▶ [GOAL OF THE EXERCISE]:
Continue the passage about malware spreading through trusted websites, starting after its last sentence.

▶ [PASSAGE FOR REVIEW]:
+ + + + +

Malware from the sites you trust

When we think of the computer viruses and worms (aka as malware) the very first things that usually comes to mind are suspicious email attachments and shady websites. However this association is becoming the biggest misconception of the information security world and no longer reflecting the real situation.

A common question we hear from people with infected computers is “I visit only good sites. How in the world did I get a virus?”  The answer can surprise some of them – FEW websites are truly safe and can guarantee malware-free web surfing. According to the Websense State of Internet Security, Q1-Q2 2009, 77% of web sites with malicious code are legitimate sites that have been compromised.

Malware creators take full advantage of the trusted sites with good reputation and millions of visitors. How do they do it? They do it in such creative ways that these “good” sites unknowingly host malicious content.

One of the methods often used is when exploiting a well-known website is to insert a small, simple piece of malicious code within the legitimate code.  This may take the form of a hidden HTML iframe or JavaScript which will cause your web browser to download malicious content from a completely different and not-so-trusted web server.  In most cases site visitors have no idea that malware is being installed on their computer and sometimes they are invited to download a file that appears to be legitimate.

+ + + + +

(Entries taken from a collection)
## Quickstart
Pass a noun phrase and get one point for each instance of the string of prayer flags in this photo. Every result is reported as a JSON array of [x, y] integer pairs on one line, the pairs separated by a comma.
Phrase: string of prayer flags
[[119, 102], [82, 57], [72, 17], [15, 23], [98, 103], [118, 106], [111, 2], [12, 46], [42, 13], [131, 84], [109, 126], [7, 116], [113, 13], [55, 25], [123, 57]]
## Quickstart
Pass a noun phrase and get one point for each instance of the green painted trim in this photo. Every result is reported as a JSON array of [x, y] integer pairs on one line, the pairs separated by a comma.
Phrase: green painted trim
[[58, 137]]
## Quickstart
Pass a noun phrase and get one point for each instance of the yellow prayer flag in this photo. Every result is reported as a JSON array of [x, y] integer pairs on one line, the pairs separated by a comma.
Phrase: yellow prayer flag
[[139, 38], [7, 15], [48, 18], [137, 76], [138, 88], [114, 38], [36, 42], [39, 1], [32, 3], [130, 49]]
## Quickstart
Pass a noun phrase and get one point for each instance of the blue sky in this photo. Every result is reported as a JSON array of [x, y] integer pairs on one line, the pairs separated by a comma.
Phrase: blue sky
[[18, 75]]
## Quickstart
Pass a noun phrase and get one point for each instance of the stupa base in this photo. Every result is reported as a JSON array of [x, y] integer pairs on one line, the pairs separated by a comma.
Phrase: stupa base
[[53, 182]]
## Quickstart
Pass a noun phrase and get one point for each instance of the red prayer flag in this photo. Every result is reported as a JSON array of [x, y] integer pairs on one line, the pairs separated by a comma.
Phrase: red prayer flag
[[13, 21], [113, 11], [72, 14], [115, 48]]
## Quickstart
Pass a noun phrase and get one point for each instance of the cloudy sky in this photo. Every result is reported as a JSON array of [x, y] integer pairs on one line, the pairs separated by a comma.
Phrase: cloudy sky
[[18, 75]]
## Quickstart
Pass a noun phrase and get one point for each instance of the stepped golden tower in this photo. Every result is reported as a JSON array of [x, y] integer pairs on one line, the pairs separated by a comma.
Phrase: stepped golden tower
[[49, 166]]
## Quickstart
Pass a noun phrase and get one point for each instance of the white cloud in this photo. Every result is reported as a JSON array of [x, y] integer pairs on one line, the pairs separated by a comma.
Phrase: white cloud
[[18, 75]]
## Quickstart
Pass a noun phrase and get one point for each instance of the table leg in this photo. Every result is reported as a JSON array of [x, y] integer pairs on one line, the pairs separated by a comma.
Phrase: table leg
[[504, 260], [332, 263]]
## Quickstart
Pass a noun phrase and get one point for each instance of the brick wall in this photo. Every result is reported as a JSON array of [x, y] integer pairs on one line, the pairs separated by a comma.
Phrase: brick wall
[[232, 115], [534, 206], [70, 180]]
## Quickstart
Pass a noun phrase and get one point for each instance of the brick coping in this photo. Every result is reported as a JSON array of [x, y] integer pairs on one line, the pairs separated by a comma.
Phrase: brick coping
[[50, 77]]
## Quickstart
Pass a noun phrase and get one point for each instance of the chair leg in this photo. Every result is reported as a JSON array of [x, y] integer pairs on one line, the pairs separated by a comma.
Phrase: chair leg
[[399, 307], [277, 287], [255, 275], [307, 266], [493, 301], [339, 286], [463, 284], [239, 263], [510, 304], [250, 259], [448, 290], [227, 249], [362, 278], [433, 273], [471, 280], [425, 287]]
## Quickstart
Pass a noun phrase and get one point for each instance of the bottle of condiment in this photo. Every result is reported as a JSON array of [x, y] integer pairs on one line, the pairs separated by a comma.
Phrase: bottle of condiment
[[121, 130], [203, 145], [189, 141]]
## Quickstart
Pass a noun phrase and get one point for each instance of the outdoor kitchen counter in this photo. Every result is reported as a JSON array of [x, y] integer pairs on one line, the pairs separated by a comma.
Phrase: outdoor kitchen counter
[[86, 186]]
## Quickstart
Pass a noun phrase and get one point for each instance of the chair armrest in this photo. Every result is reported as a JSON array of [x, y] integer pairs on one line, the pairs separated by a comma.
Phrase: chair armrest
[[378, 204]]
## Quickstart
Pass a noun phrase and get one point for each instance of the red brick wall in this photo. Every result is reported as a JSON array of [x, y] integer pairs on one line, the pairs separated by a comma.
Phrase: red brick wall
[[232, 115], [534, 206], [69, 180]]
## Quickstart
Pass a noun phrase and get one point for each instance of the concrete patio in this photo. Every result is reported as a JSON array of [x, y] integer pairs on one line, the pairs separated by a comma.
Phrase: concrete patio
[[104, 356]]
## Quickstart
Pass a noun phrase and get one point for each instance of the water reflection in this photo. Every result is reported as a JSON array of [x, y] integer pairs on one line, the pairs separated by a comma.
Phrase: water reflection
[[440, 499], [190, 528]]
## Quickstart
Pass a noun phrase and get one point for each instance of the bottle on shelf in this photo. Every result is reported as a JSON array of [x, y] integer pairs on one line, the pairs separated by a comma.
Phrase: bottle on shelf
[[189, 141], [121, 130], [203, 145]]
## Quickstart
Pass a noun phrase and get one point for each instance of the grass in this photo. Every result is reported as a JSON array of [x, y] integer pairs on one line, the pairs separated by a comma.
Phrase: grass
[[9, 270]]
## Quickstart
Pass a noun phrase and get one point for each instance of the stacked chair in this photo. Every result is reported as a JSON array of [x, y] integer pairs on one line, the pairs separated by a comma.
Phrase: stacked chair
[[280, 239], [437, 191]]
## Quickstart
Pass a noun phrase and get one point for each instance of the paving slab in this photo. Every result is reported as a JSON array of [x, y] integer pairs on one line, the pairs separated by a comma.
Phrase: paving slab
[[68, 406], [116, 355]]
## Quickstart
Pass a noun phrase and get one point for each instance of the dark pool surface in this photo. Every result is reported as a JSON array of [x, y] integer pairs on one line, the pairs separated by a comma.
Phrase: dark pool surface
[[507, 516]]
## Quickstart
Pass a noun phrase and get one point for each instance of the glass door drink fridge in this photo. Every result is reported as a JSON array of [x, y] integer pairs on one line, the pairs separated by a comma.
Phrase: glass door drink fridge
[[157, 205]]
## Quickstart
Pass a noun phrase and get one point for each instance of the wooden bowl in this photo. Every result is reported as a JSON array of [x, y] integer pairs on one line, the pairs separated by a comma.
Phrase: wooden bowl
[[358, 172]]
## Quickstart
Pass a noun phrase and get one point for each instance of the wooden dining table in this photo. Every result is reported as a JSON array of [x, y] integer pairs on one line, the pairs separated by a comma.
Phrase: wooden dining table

+ + + + +

▶ [ANSWER SECTION]:
The following picture provided in a Sophos White Paper entitled “No all malware detection is created equal” shows an example of a compromised with (A) iframe and (B) script web page that cases the browser to load content from the malicious site.

Another more common way that hackers can compromise a trusted web site is by exploiting vulnerable versions of web applications such as blogging, content management systems, shopping cart apps and etc. The technical term for these exploits include SQL Injection, Cross-site Scripting and PHP File Include attacks and these continue to be the three most popular techniques used for compromising web sites, according to the SANS Top Cyber Security Risks.

In the SQL injection attack, malware creators fill out the user input form fields such as “log in” or “comments” with a database commands that get them access to website’s database and let them plant malicious code inside of it. A successful SQL injection can be very powerful and can result in hacker being able to to read and modify sensitive data from the database, execute admin functions, issue commands to operating system and ultimately redirect site’s visitors to a malicious web server where they get infected with malware. This video demonstrates how SQL injection works:

The Cross-Site Scripting Attack, is described here in a recent example of an attack on a very popular legitimate web site reported by SC magazine: “YouTube, iTunes hit in holiday attacks.”

In the next techniques the websites willingly publish or allow to publish rich content that contains malicious code and comes from third party advertisements and widgets.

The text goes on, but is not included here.